▸ Given data

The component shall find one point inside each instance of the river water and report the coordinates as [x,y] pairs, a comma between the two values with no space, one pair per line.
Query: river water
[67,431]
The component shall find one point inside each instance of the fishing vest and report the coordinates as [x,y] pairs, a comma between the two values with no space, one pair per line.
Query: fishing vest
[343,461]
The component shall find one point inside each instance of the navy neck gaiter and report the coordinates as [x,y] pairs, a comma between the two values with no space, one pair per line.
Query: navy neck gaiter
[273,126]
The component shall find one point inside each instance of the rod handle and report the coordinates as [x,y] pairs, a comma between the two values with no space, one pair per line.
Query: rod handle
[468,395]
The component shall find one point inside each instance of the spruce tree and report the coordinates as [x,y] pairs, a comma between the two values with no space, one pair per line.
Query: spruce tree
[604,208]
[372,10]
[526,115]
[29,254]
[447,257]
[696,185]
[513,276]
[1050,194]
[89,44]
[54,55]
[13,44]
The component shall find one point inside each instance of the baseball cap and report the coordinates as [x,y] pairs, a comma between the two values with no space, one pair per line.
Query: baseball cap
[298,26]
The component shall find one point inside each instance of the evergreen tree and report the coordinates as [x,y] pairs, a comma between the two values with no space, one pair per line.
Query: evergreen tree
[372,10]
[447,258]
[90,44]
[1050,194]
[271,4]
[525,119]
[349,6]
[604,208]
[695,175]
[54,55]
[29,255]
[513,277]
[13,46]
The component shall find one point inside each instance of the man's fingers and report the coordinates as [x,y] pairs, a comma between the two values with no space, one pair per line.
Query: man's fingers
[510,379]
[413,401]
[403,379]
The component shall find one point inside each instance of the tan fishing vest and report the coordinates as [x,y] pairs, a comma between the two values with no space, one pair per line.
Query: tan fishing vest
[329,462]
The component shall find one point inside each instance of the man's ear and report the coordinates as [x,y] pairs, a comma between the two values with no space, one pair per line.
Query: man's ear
---
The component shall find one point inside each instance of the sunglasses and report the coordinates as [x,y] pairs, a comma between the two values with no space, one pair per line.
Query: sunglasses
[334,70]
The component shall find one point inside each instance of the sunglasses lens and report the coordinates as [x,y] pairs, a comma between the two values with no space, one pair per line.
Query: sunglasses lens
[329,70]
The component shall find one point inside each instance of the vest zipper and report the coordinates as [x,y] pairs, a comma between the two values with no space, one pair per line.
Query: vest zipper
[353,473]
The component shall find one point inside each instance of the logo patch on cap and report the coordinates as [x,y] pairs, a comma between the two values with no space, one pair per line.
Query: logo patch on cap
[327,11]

▸ Work required
Taking the entries above, write out exactly each line from the one holding "Query: tan fishing vest" to the one holding "Query: man's ear", both included, and stop there.

▸ Solution to the problem
Query: tan fishing vest
[329,462]
The component shall find one point inside each instance of the man's ear and report the coordinates as [x,y] pairs, a comma between the two values with no space, one pair per line.
Query: man's ear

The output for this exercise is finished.